*EXTRAIT DU DOCUMENT*
***
Est-ce un tournant dans la révolte ? Ou bien dans la stratégie du régime pour en venir à bout ? L’incendie déclenché dans la nuit de samedi à dimanche à la vaste prison d’Evin, au nord de Téhéran, où sont détenus de nombreux opposants au régime, alimente les interrogations.
Des coups de feu et le bruit d’explosions ont été entendus, alors qu’une épaisse fumée se dégageait d’Evin, selon des images postées sur les réseaux sociaux. Inquiètes pour leurs proches, de nombreuses familles ont cherché à s’approcher du centre pénitentiaire où les slogans anti régime fusaient, comme c’est le cas depuis un mois que l’Iran est secoué par une vague de manifestations déclenchées par la mort de Mahsa Amini, une jeune Kurde iranienne qui portait mal son foulard, obligatoire pour les femmes en République islamique. La répression qui s’est ensuivie a entraîné la mort de plus de 150 personnes, selon des ONG.
Dimanche, alors que le calme était revenu autour d’Evin, où sont également détenus des manifestants de ces dernières semaines, les autorités ont annoncé la mort de quatre prisonniers dans l’incendie, qui aurait fait une soixantaine de blessés. Le pouvoir a évoqué « des affrontements » et accusé des « voyous d’avoir incendié un entrepôt de vêtements ».
C’est là que sont emprisonnés la chercheuse franco-iranienne Fariba Adelkhah et l’Américain Siamak Namazi, que le pourvoir cherche à échanger contre des Iraniens détenus aux États-Unis et en Europe. Des proches de Namazi ont indiqué qu’il avait été transféré loin de l’incendie. Le comité de soutien de Mme Adelkhah a également reçu des « nouvelles rassurantes ».
***
*CONSIGNE 1*
Recopiez à l'identique les entrées, de la ligne contenant « Where can the black glove » jusqu'à la fin des entrées.
***
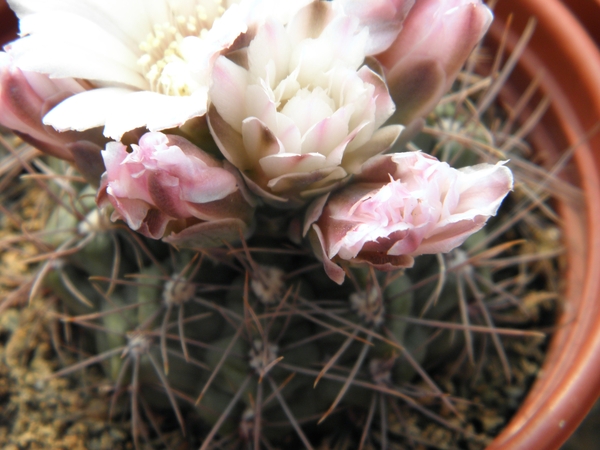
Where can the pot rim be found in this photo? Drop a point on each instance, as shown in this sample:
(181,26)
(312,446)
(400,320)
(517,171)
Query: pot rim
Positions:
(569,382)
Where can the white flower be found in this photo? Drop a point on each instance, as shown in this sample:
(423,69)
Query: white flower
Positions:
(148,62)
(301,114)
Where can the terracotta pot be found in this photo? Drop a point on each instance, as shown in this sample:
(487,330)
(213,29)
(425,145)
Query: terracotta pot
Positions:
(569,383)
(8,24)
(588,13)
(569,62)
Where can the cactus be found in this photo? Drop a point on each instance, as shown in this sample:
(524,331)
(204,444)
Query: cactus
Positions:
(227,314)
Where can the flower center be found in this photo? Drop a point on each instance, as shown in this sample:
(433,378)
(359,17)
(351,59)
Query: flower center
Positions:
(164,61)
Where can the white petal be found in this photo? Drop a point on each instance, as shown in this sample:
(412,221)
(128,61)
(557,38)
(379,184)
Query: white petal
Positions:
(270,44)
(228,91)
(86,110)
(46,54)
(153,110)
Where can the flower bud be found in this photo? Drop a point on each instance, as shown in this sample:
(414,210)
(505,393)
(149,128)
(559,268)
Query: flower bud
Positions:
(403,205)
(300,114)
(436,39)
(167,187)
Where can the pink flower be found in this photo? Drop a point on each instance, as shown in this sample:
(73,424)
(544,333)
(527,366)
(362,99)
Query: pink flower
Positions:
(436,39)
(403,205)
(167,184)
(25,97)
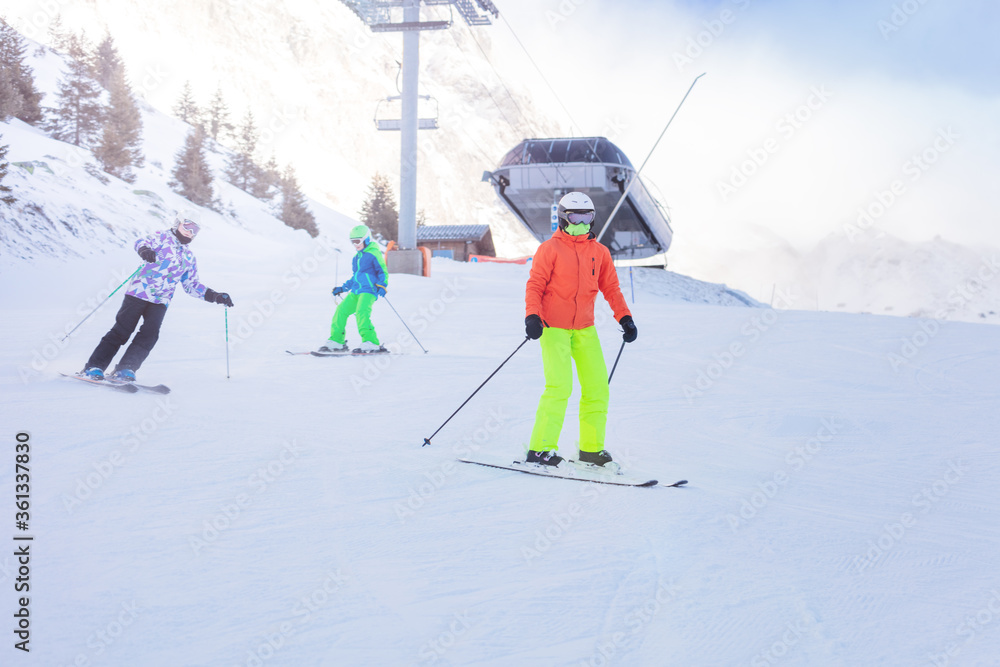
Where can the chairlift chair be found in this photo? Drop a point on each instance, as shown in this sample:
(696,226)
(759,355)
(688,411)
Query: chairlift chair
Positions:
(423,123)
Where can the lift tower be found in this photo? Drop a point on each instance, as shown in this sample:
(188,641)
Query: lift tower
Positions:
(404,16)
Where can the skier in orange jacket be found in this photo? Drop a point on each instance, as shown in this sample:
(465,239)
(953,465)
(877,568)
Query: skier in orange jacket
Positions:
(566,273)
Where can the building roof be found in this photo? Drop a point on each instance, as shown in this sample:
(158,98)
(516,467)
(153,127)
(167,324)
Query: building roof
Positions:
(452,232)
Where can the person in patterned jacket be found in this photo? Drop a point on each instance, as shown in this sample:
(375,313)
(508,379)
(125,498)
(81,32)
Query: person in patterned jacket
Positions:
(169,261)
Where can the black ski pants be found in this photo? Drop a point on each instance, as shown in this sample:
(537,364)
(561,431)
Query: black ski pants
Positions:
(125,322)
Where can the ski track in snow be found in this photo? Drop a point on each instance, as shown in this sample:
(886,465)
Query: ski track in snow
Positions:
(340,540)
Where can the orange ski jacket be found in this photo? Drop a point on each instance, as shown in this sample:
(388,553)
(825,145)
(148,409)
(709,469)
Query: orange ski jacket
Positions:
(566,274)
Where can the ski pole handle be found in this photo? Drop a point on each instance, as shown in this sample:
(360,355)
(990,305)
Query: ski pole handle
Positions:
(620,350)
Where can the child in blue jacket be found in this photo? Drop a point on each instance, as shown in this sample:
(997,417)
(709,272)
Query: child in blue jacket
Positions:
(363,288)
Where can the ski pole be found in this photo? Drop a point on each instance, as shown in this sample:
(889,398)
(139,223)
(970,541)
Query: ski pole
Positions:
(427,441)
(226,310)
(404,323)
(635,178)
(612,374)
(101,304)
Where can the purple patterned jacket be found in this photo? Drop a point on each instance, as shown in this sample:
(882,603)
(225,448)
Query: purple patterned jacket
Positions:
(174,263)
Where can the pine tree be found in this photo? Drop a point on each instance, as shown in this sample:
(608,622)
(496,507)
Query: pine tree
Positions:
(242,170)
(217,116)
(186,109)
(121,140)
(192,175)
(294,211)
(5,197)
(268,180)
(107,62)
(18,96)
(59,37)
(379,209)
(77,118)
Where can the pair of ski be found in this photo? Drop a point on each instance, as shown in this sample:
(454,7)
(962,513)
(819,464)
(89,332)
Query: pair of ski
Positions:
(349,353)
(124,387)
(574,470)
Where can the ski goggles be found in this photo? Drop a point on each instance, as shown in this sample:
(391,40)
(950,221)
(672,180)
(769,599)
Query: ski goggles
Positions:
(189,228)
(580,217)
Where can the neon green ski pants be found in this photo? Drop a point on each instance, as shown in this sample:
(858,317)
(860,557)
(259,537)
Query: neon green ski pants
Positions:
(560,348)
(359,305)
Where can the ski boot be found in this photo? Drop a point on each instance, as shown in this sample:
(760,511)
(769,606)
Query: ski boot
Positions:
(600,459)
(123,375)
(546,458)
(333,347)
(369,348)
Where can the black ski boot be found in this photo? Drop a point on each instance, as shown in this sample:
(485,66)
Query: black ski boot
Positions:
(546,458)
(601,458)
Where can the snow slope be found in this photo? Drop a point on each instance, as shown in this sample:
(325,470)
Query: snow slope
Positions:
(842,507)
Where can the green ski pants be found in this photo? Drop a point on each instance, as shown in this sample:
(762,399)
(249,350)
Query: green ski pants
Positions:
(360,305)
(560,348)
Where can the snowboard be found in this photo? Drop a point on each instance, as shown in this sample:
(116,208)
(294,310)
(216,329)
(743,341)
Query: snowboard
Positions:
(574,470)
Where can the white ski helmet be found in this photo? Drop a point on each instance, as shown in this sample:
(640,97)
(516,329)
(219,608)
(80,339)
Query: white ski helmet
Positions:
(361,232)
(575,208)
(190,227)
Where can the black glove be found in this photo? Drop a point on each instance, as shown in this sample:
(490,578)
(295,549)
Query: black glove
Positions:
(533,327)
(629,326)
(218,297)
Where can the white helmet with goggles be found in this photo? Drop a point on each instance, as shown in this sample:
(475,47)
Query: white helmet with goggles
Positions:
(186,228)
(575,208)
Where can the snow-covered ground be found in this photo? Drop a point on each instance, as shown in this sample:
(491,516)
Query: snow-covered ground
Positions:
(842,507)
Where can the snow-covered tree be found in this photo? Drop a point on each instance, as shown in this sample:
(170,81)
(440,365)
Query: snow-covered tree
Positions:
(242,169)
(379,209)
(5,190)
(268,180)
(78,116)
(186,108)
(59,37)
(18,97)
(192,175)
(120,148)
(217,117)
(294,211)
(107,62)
***
*CONSIGNE 2*
Selon l'article sur l'incendie de la prison d'Evin, combien de prisonniers sont morts dans l'incendie d'après les autorités ?

*RÉPONSE COMPLÈTE 1*
Where can the black glove be found in this photo? Drop a point on each instance, as shown in this sample:
(490,578)
(295,549)
Query: black glove
Positions:
(533,327)
(629,326)
(218,297)
Where can the white helmet with goggles be found in this photo? Drop a point on each instance, as shown in this sample:
(475,47)
Query: white helmet with goggles
Positions:
(186,228)
(575,208)
Where can the snow-covered ground be found in this photo? Drop a point on each instance, as shown in this sample:
(491,516)
Query: snow-covered ground
Positions:
(842,507)
Where can the snow-covered tree be found in this photo? Drop a point on each instance, as shown in this sample:
(170,81)
(440,365)
Query: snow-covered tree
Positions:
(242,169)
(379,209)
(5,190)
(268,180)
(78,116)
(186,108)
(59,37)
(18,97)
(192,175)
(120,148)
(217,117)
(294,211)
(107,62)

*RÉPONSE COMPLÈTE 2*
Quatre prisonniers.